Friday, March 23 2018


Mexico finance minister launches presidential run

Update: November, 28/2017 - 11:17
Mexican Finance Minister Jose Antonio Meade (left) is welcomed by President Enrique Pena Nieto as he arrives for the ceremony to present his resignation, at Los Pinos Presidential Residence in Mexico City on Monday. Meade resigned amid growing rumours that he will opt for the country’s presidential candidacy for the ruling Institutional Revolutionary Party (PRI). — AFP/VNA Photo
Viet Nam News

MEXICO CITY — Mexican finance minister Jose Antonio Meade resigned on Monday to run for president, with what many pundits see as the best chance to beat the current front-runner, the leftist firebrand Andres Manuel Lopez Obrador.

Meade announced he would seek the nomination of the ruling Institutional Revolutionary Party (PRI), which is desperately looking to hold onto power as President Enrique Pena Nieto winds down his six-year term amid dismal approval ratings.

Meade, an independent until now, is not a member of the PRI and still needs its nomination.

But that outsider status may be just what he and the ruling party need at a time when Mexicans are fed up with politics as usual.

With violent crime soaring, corruption festering and Latin America’s second-biggest economy teetering on the brink of recession, many voters are looking for alternatives to the only two parties that have ruled modern Mexico: the PRI and its conservative rival, the National Action Party (PAN).
= = =
[Exercise brief]
Carry on with the news article on Meade's presidential run, picking up right after its final sentence. The rows that come next are separate material, unrelated to the news article on Meade's presidential run.

[Extracted records]
= = =
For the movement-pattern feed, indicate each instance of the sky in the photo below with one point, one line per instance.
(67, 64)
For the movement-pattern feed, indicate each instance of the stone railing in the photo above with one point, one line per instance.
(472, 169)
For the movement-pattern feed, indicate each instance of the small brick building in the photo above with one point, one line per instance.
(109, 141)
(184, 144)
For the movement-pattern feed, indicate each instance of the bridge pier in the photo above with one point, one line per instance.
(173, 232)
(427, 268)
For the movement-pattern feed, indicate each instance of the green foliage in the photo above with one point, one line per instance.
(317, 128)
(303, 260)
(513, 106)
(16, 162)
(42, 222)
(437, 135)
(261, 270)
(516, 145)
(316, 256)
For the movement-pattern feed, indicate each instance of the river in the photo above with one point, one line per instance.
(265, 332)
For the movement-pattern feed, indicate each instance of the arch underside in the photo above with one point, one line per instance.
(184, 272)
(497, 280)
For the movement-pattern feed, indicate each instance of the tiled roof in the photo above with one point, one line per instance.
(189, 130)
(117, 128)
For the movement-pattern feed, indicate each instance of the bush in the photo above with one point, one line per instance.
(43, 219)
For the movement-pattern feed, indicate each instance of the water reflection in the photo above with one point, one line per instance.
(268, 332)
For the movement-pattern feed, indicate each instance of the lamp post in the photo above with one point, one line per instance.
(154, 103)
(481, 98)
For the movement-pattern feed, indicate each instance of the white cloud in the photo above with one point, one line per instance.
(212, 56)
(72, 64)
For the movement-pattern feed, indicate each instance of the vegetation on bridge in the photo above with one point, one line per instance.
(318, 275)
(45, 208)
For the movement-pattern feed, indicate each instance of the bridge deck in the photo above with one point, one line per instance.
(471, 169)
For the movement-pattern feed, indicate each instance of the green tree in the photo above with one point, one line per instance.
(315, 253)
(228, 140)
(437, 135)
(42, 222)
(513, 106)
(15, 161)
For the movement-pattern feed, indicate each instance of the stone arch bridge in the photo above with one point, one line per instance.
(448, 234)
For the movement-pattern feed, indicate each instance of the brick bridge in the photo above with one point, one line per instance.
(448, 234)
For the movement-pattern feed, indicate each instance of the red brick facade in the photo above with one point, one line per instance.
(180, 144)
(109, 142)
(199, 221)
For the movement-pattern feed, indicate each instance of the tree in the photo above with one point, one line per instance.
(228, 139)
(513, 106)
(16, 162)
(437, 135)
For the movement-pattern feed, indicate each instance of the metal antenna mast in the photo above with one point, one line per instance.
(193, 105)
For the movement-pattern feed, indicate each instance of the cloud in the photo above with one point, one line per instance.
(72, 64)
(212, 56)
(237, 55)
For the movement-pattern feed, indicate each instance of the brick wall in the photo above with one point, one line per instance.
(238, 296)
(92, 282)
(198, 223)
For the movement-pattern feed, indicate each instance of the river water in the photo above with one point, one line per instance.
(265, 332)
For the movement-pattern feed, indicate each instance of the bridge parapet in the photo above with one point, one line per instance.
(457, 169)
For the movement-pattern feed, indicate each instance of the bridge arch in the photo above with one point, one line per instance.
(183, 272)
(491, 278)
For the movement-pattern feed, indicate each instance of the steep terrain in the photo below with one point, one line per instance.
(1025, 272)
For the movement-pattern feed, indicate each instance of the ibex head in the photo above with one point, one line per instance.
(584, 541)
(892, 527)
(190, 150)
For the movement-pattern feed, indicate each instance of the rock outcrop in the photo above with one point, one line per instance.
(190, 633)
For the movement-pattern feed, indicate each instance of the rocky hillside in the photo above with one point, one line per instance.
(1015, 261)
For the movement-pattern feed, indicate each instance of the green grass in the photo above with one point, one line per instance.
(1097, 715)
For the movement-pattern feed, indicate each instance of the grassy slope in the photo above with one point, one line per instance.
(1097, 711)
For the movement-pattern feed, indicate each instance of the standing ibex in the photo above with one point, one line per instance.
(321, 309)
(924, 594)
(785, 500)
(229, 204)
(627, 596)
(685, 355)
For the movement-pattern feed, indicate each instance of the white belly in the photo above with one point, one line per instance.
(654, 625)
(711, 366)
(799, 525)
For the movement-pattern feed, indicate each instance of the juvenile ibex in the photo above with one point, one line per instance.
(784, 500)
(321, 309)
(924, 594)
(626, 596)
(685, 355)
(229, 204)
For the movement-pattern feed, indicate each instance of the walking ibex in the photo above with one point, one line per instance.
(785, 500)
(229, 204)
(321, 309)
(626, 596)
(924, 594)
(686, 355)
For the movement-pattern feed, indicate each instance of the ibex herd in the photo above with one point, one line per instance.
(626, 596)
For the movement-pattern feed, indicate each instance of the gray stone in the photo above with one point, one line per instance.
= = =
[Written response]
Meade, 48, touted his track record as minister, promising a Mexico where "families will always have food on the table, security on the streets, quality housing, health care and education."

A lawyer and economist, he earlier served as foreign and social development minister under Pena Nieto, and was energy and finance minister under Felipe Calderon of the PAN (2006-2012).

In announcing Meade’s resignation, Pena Nieto - who is barred by term limits from standing again - praised him as "a good man, with a vocation for public service and a deep love of Mexico."

Back-room politics

That tacit endorsement appeared to seal what would be the PRI’s first nomination of a non-party member to stand as its candidate for president.

The party changed its rules in August to allow a non-member to be nominated.

The PRI, which ruled Mexico as a one-party state from 1929 to 2000, has traditionally chosen its candidate in a back-room process that ends with the president picking his own successor.

But this time Pena Nieto faced resistance to picking a close ally from within the party: the percentage of Mexicans who approve of his government is currently in the 20s to low 30s, according to recent polls.

Many Mexicans both in and outside the PRI see Meade as the best hope to defeat Lopez Obrador, a populist whose enemies revile him as fervently as his supporters back him.

Two-time presidential runner-up Lopez Obrador - widely known by his initials, AMLO - makes the Mexican establishment nervous with his talk of a new economic model and attacks on free trade, at a time when Mexico is in delicate negotiations with the US and Canada on a new version of the NAFTA trade agreement, a pillar of its economy.

His populist message has generated a swell of support in a country sick of constant corruption scandals and horrific violence unleashed by an all-out war on the country’s multi-billion-dollar drug cartels.

But critics call Lopez Obrador a radical leftist who will steer Mexico down the same path as crisis-torn Venezuela.

With the rest of the opposition deeply divided, many political analysts have suggested Meade could bring the right mix of outsider status and broad appeal.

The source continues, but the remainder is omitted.